[Start of section]

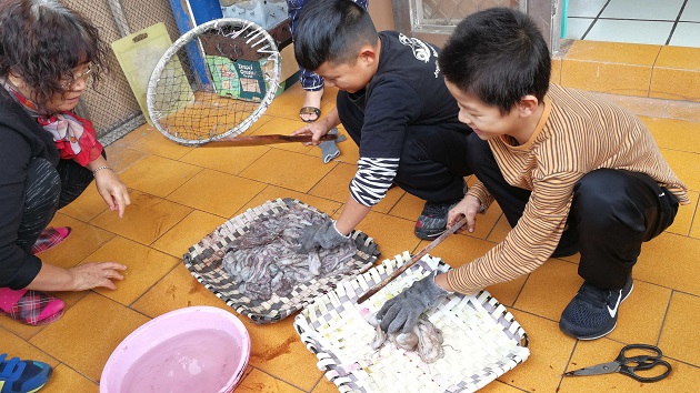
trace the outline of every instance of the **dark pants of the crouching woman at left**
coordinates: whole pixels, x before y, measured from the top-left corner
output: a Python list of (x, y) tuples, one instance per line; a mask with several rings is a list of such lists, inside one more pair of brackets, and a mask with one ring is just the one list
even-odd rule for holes
[(93, 180), (92, 172), (73, 160), (53, 168), (44, 159), (32, 159), (27, 171), (26, 198), (17, 245), (27, 253), (56, 212), (74, 201)]

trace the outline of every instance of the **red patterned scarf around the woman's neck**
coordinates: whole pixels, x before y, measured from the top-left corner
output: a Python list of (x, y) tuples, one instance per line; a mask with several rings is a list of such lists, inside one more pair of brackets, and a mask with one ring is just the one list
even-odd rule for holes
[(3, 84), (17, 102), (37, 119), (39, 125), (51, 133), (61, 160), (76, 160), (84, 167), (100, 157), (102, 144), (98, 142), (90, 120), (79, 118), (72, 112), (41, 114), (37, 104), (17, 91), (9, 81), (6, 80)]

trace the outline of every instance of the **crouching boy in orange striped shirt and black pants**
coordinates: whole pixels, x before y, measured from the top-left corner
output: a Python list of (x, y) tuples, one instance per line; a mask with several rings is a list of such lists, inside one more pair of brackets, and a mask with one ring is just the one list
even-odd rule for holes
[(550, 84), (551, 58), (523, 13), (493, 8), (466, 18), (440, 54), (440, 69), (473, 133), (467, 154), (479, 182), (448, 215), (449, 224), (496, 200), (512, 226), (483, 256), (428, 276), (379, 311), (386, 331), (409, 331), (449, 291), (472, 294), (580, 252), (584, 280), (559, 323), (593, 340), (617, 325), (632, 291), (642, 242), (666, 230), (686, 185), (647, 127), (597, 97)]

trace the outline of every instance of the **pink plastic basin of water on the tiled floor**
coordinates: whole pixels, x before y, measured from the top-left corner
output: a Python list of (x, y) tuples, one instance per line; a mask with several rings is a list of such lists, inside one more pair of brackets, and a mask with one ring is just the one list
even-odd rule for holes
[(171, 311), (147, 322), (117, 346), (101, 393), (232, 392), (250, 359), (250, 335), (236, 315), (217, 308)]

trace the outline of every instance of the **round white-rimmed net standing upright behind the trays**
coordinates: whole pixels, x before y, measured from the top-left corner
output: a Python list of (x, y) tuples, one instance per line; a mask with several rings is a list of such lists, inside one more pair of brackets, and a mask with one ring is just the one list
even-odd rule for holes
[(201, 24), (171, 47), (153, 71), (148, 108), (153, 125), (181, 144), (247, 130), (279, 88), (274, 40), (254, 23)]

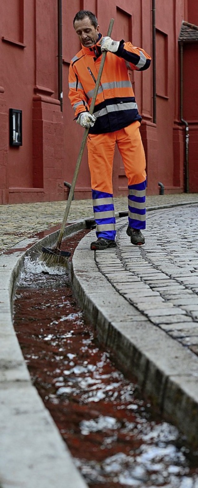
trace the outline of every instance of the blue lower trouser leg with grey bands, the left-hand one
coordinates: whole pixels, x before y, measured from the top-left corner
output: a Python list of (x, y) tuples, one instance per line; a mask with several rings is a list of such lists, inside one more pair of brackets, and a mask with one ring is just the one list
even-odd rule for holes
[(94, 219), (97, 224), (96, 236), (115, 241), (116, 218), (113, 195), (98, 190), (92, 190)]

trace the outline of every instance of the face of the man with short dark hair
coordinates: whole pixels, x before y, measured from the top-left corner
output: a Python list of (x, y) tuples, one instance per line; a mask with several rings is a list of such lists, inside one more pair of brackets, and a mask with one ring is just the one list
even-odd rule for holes
[(99, 25), (94, 27), (89, 17), (85, 17), (83, 20), (76, 20), (74, 28), (83, 46), (91, 47), (98, 41)]

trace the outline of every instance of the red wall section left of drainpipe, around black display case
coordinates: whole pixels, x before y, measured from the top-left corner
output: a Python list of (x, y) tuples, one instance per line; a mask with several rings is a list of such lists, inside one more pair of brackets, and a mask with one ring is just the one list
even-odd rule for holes
[[(0, 3), (2, 203), (64, 198), (56, 19), (56, 1)], [(9, 146), (9, 108), (22, 110), (19, 147)]]

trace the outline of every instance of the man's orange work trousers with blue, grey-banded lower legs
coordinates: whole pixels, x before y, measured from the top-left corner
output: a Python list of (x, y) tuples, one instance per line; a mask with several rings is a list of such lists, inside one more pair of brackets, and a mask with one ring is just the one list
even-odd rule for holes
[[(89, 134), (87, 138), (97, 237), (115, 239), (116, 236), (112, 186), (116, 143), (122, 157), (126, 177), (128, 178), (129, 226), (139, 229), (145, 228), (146, 162), (139, 125), (139, 122), (133, 122), (116, 132)], [(107, 207), (106, 203), (99, 202), (100, 204), (95, 204), (94, 201), (99, 199), (107, 199)], [(98, 213), (99, 215), (96, 215)]]

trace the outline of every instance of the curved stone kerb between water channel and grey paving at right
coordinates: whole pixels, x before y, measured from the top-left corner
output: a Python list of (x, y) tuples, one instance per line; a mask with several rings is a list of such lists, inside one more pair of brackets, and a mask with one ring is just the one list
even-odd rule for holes
[[(119, 295), (93, 259), (89, 250), (93, 238), (94, 233), (86, 235), (75, 250), (74, 295), (95, 326), (99, 342), (112, 350), (121, 370), (136, 377), (142, 392), (162, 415), (198, 447), (198, 357), (143, 314), (137, 314)], [(116, 255), (116, 250), (112, 252)]]

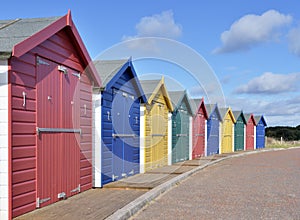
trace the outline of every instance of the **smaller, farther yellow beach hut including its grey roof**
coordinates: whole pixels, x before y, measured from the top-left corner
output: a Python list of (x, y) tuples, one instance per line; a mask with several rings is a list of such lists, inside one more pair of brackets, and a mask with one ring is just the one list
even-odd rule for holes
[(220, 154), (234, 151), (234, 123), (235, 118), (231, 108), (220, 108), (222, 117)]

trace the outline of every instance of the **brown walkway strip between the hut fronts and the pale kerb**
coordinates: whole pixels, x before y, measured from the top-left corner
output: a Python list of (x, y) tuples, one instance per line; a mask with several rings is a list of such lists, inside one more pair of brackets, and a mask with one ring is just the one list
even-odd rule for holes
[[(242, 153), (242, 152), (240, 152)], [(180, 162), (161, 167), (144, 174), (138, 174), (117, 182), (106, 184), (104, 188), (92, 189), (66, 200), (15, 218), (16, 220), (52, 219), (105, 219), (149, 190), (166, 183), (195, 167), (207, 164), (230, 154)], [(171, 187), (171, 186), (170, 186)], [(151, 193), (151, 192), (150, 192)]]

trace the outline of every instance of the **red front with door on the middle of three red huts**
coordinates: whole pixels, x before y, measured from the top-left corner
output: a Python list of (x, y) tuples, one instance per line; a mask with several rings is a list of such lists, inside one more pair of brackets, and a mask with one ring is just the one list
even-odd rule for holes
[(193, 118), (193, 159), (205, 154), (205, 118), (202, 112)]

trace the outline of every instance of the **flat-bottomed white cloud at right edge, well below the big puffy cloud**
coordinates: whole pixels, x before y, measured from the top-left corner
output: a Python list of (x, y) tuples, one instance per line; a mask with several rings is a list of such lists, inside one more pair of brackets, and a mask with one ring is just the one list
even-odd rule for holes
[(299, 90), (300, 73), (274, 74), (266, 72), (247, 84), (238, 87), (236, 93), (279, 94)]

[End of section]

▶ [Task item] Word for word, return the records shown above without their pictures.

▶ [Output]
trace the outline of every instance of the **dark pants of the crouching woman at left**
coordinates: whole pixels, x before y, measured from the top-left corner
output: a Python list of (x, y) tuples, one instance per line; a mask with several rings is a list of such lists, inside one more pair of brackets, and a mask with one ring is just the one list
even-odd rule for holes
[(93, 180), (92, 172), (73, 160), (53, 168), (44, 159), (32, 159), (27, 171), (26, 198), (17, 245), (27, 253), (56, 212), (74, 201)]

trace the outline of every instance of the **red patterned scarf around the woman's neck**
coordinates: whole pixels, x before y, measured from the top-left corner
output: a Python list of (x, y) tuples, one instance per line; a mask with several rings is a list of such lists, inside one more pair of brackets, and a mask with one ring is just the one list
even-odd rule for holes
[(3, 84), (17, 102), (37, 119), (39, 125), (51, 133), (61, 160), (76, 160), (84, 167), (100, 157), (102, 144), (98, 142), (90, 120), (79, 118), (72, 112), (41, 114), (37, 104), (17, 91), (9, 81), (6, 80)]

trace the outline of every instance of the **crouching boy in orange striped shirt and black pants**
coordinates: whole pixels, x before y, measured from the top-left corner
output: a Python list of (x, y) tuples, one instance per line; a mask with several rings is a list of such lists, inside one more pair of brackets, and a mask with one ring is just the one list
even-odd rule for holes
[(550, 84), (551, 58), (523, 13), (493, 8), (466, 18), (440, 54), (440, 69), (473, 133), (467, 154), (479, 182), (448, 215), (449, 224), (496, 200), (512, 226), (483, 256), (428, 276), (379, 311), (386, 331), (409, 331), (449, 291), (472, 294), (580, 252), (584, 280), (559, 323), (593, 340), (617, 325), (632, 291), (642, 242), (666, 230), (686, 185), (647, 127), (597, 97)]

trace the outline of every instance of the **pink plastic basin of water on the tiled floor**
coordinates: whole pixels, x before y, measured from the top-left corner
output: a Python list of (x, y) tuples, one instance per line; a mask with several rings is a list of such lists, inside one more pair of brackets, and a mask with one ring is just the one list
even-odd rule for holes
[(171, 311), (147, 322), (117, 346), (101, 393), (232, 392), (250, 359), (250, 335), (236, 315), (217, 308)]

trace the outline of every instance of the **round white-rimmed net standing upright behind the trays**
coordinates: whole pixels, x before y, measured from the top-left corner
output: a Python list of (x, y) tuples, one instance per line; a mask with several rings is a list of such lists, inside one more pair of brackets, and a mask with one ring is just the one list
even-odd rule for holes
[(201, 24), (171, 47), (153, 71), (148, 108), (153, 125), (181, 144), (247, 130), (279, 88), (274, 40), (254, 23)]

trace the outline of every instance of the blue lower trouser leg with grey bands, the left-hand one
coordinates: whole pixels, x before y, measured from the top-left corner
output: a Python list of (x, y) tuples, one instance per line; a mask with several rings is a list of such lists, inside one more pair of brackets, and a mask with one ring is just the one list
even-odd rule for holes
[(94, 219), (97, 224), (96, 236), (115, 241), (116, 218), (113, 195), (98, 190), (92, 190)]

trace the outline of every instance of the face of the man with short dark hair
coordinates: whole pixels, x before y, measured from the top-left corner
output: a Python list of (x, y) tuples, one instance per line; a mask with several rings is a list of such lists, inside one more pair of brackets, and a mask with one ring is just the one list
even-odd rule for holes
[(99, 25), (94, 27), (89, 17), (85, 17), (83, 20), (76, 20), (74, 28), (83, 46), (91, 47), (98, 41)]

trace the outline of every instance of the red wall section left of drainpipe, around black display case
coordinates: whole pixels, x before y, measured from the top-left corner
output: a Python list of (x, y) tuples, one instance per line; a mask with several rings is a list of such lists, inside one more pair of brackets, and a mask with one ring is just the one list
even-odd rule for holes
[[(0, 3), (2, 203), (64, 198), (56, 19), (56, 1)], [(9, 146), (9, 108), (22, 110), (19, 147)]]

trace the outline of every instance of the man's orange work trousers with blue, grey-banded lower legs
coordinates: whole pixels, x before y, measured from the top-left corner
output: a Python list of (x, y) tuples, one instance per line; a mask with several rings is a list of such lists, inside one more pair of brackets, and a mask with one ring is just the one list
even-odd rule for holes
[[(89, 134), (87, 138), (97, 237), (115, 239), (116, 236), (112, 186), (116, 143), (122, 157), (126, 177), (128, 178), (129, 226), (139, 229), (145, 228), (146, 162), (139, 125), (139, 122), (133, 122), (116, 132)], [(107, 207), (106, 203), (99, 202), (100, 204), (95, 204), (94, 201), (99, 199), (107, 199)], [(98, 213), (99, 215), (96, 215)]]

trace the outline of every instance of the curved stone kerb between water channel and grey paving at right
coordinates: whole pixels, x before y, measured from the top-left corner
output: a Python list of (x, y) tuples, one instance per line; a mask with several rings is a list of such lists, inside one more pair of brackets, and a mask with one ring is just the one list
even-odd rule for holes
[[(119, 295), (93, 259), (89, 250), (93, 238), (94, 233), (86, 235), (75, 250), (74, 295), (95, 326), (99, 342), (112, 350), (121, 370), (136, 377), (142, 392), (162, 415), (198, 447), (198, 357), (143, 314), (137, 314)], [(116, 255), (116, 250), (112, 252)]]

trace the outline of every instance of the **smaller, farther yellow beach hut including its grey roof**
coordinates: whole pixels, x before y, measured from the top-left corner
output: a Python list of (x, y) tuples, one instance per line; a mask with several rings is a list of such lists, inside one more pair of brackets, and a mask with one ring is just the one list
even-odd rule for holes
[(220, 154), (234, 151), (234, 123), (235, 118), (231, 108), (220, 108), (222, 117)]

trace the outline of every instance of the **brown walkway strip between the hut fronts and the pale kerb**
coordinates: whole pixels, x before y, measured from the top-left corner
output: a Python list of (x, y) tuples, one instance per line; a mask with several rings is a list of such lists, inside one more pair of brackets, and a mask with one ring is just the one list
even-odd rule for holes
[[(242, 153), (242, 152), (240, 152)], [(180, 162), (161, 167), (144, 174), (138, 174), (117, 182), (106, 184), (104, 188), (92, 189), (66, 200), (15, 218), (16, 220), (52, 219), (105, 219), (149, 190), (166, 183), (195, 167), (207, 164), (230, 154)], [(171, 187), (171, 186), (170, 186)], [(151, 193), (151, 192), (150, 192)]]

trace the outline of every instance of the **red front with door on the middle of three red huts**
coordinates: whole pixels, x before y, measured from the top-left corner
output: a Python list of (x, y) tuples, one instance per line; a mask with several rings is a list of such lists, inside one more pair of brackets, and a mask with one ring is just the one list
even-odd rule for holes
[(193, 118), (193, 159), (205, 154), (205, 118), (202, 112)]

trace the outline of every instance of the **flat-bottomed white cloud at right edge, well below the big puffy cloud**
coordinates: whole pixels, x before y, measured from the top-left corner
output: a Python list of (x, y) tuples, one instance per line; a mask with several rings is a list of such lists, inside one more pair of brackets, and a mask with one ring is just the one list
even-odd rule for holes
[(299, 90), (300, 73), (274, 74), (266, 72), (247, 84), (238, 87), (236, 93), (279, 94)]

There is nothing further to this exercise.